Dataset items -
○ ○ ○ ○

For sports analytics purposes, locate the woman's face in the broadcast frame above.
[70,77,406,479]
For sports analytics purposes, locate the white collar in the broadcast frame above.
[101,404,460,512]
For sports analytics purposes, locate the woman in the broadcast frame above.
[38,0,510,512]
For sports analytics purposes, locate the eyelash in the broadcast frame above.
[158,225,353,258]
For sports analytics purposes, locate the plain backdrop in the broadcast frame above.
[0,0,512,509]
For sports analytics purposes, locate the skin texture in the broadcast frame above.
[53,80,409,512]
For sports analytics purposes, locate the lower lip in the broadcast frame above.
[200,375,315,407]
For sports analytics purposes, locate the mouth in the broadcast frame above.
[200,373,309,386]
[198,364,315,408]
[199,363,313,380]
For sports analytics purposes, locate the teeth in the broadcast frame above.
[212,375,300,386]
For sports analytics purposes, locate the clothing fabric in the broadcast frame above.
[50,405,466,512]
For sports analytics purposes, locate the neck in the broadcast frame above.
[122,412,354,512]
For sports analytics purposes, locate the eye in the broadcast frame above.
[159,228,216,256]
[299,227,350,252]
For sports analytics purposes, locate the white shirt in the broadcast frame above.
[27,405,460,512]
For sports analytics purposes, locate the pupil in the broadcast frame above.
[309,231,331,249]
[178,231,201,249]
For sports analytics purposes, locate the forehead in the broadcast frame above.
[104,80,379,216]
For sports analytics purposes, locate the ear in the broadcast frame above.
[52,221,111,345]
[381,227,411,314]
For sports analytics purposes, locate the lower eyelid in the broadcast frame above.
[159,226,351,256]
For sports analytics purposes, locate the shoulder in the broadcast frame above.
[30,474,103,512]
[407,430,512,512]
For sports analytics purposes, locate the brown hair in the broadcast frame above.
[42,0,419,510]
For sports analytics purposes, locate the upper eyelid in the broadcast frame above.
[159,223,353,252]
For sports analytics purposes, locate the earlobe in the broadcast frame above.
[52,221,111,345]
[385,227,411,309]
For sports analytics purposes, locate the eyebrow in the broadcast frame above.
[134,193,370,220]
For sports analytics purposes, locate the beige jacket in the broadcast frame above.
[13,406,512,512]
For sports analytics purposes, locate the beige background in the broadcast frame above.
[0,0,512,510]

○ ○ ○ ○

Copy every one of the dataset items above word for word, without changing anything.

COMPLETE OUTPUT -
For sports analytics purposes, locate the woman's face in the broadcast frame above.
[70,77,406,479]
For sports analytics purposes, locate the white collar in the broadcast frame above.
[101,404,460,512]
For sports analytics purposes, locate the woman in the broadcast frame above.
[38,0,510,512]
For sports analytics purposes, locate the eyelash in the broadcast frame above.
[158,225,353,258]
For sports analytics purposes, locate the plain backdrop in the broadcast frame above.
[0,0,512,509]
For sports analytics purposes, locate the skin texture in the broadcast frame above.
[53,80,409,512]
For sports analytics purposes, locate the lower lip in the broadcast frame above.
[200,375,315,407]
For sports analytics purposes, locate the mouth in the broadcast frame above.
[200,373,309,386]
[198,364,315,408]
[199,363,313,380]
For sports analytics purposes, locate the teeth in the broadcast frame above.
[212,375,300,386]
For sports analytics purposes, locate the clothing fabric in the broadcast frame above.
[50,405,466,512]
For sports analytics purposes, locate the neck in the broadcast frame above.
[122,412,354,512]
For sports analytics purposes, locate the eye in the broadcast frame above.
[159,228,216,256]
[299,227,350,252]
For sports analytics purposes, locate the white shirt in the broadcast frame above.
[27,405,460,512]
For sports analytics purposes, locate the pupil in the broadcast frame above.
[309,231,331,249]
[178,231,201,249]
For sports analytics purposes, locate the forehead in the broadcast frame above.
[104,80,379,216]
For sports analytics purposes, locate the ear in the broadcast frame above.
[52,221,111,345]
[381,227,411,314]
For sports analytics purposes, locate the lower eyelid in the broadcast frame above.
[159,226,351,256]
For sports analytics purposes, locate the shoulder in the broadcast frame above.
[30,474,103,512]
[407,430,512,512]
For sports analytics purposes, locate the brown hair in the broadcast frame above.
[42,0,419,510]
For sports analytics purposes, locate the upper eyelid in the broadcast frame above.
[159,223,353,252]
For sports analytics purposes, locate the earlobe in the broadcast frame above.
[52,221,111,345]
[385,227,411,309]
For sports analytics purposes, locate the eyebrow in the broadcast frame above.
[134,193,370,220]
For sports analytics purposes, locate the beige jacket in the broadcast frame above.
[13,406,512,512]
For sports analytics purposes, locate the beige background in the broadcast frame above.
[0,0,512,510]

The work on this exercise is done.